** Ce qui est attendu **
Pouvez-vous poursuivre le texte sur l'extension de la RCP aux produits reconditionnés, à partir de sa dernière phrase ?

Un lourd impact sur un secteur essentiel à l’économie circulaire

            Sur l’économie tout d’abord : les acteurs du reconditionnement estiment que cette redevance réduirait de 150 millions leurs chiffres d’affaires. Un manque à gagner qui pourrait entraîner la disparition de la moitié des 5 000 emplois qu’a créé cette filière en France. Il s’agirait en effet d’un fardeau supplémentaire pour les entreprises françaises du reconditionnement, qui se trouvent déjà dans une situation de concurrence déloyale avec leurs pairs étrangers en ligne qui ne payent ni les taxes françaises, ni de redevance. Beaucoup d’entre elles pourraient donc mettre la clé sous la porte, avec un manque à gagner pour les comptes publics supérieur au montant de la redevance étendue.

Du point de vue des consommateurs également, cette extension de la RCP serait une mauvaise nouvelle : plus de 70 % des Français — en particulier les plus modestes — achètent régulièrement des produits d’occasion (en majorité des smartphones) dont le prix augmenterait du jour au lendemain de 6 à 12%. Une mesure néfaste pour le pouvoir d’achat et que certains acteurs du reconditionnement qualifient d’injuste, puisque la redevance serait ainsi payée deux fois sur le même produit (à l’achat neuf, puis à l’achat d’occasion), et que l’usage croissant du streaming (via Netflix ou Spotify par exemple) exonère la consommation d’audiovisuel de disposer d’une capacité de stockage.

** Données fournies **
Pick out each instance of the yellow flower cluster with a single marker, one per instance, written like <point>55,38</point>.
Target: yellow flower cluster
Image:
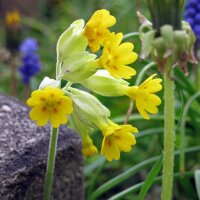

** Réponse attendue **
Mais si la redevance copie privée était entendue aux produits reconditionnés, le manque à gagner le plus inquiétant concernerait probablement l’environnement : ceux-ci sont en effet essentiels à l’économie circulaire, et devraient être encouragés par les pouvoirs publics à l’heure d’une prise de conscience généralisée des méfaits de la surconsommation. L’achat de produits d’occasion permet en effet de limiter au maximum l’impact sur l’environnement, et ce à tous les niveaux : un produit reconditionné est en quelque sorte « immédiatement recyclé » et ne nécessite donc pas l’extraction de nouvelles matières premières ; il est en général acheté dans un endroit relativement proche du lieu où son premier propriétaire l’a revendu, ce qui favorise les circuits courts ; et la quantité de déchets à collecter et à traiter diminue d’autant. L’ADEME, l’agence de l’environnement et de la maîtrise de l’énergie, estime ainsi que reconditionner un smartphone évite l’émission de l’équivalent de 30 kg de CO₂. Certains acteurs de la filière évaluent que le reconditionnement des 100 millions de téléphones et 10 millions d’ordinateurs non utilisés par les Français amènerait une réduction de 3,60 milliards de tonnes d’équivalent CO2, c’est-à-dire dix fois les émissions annuelles de la France.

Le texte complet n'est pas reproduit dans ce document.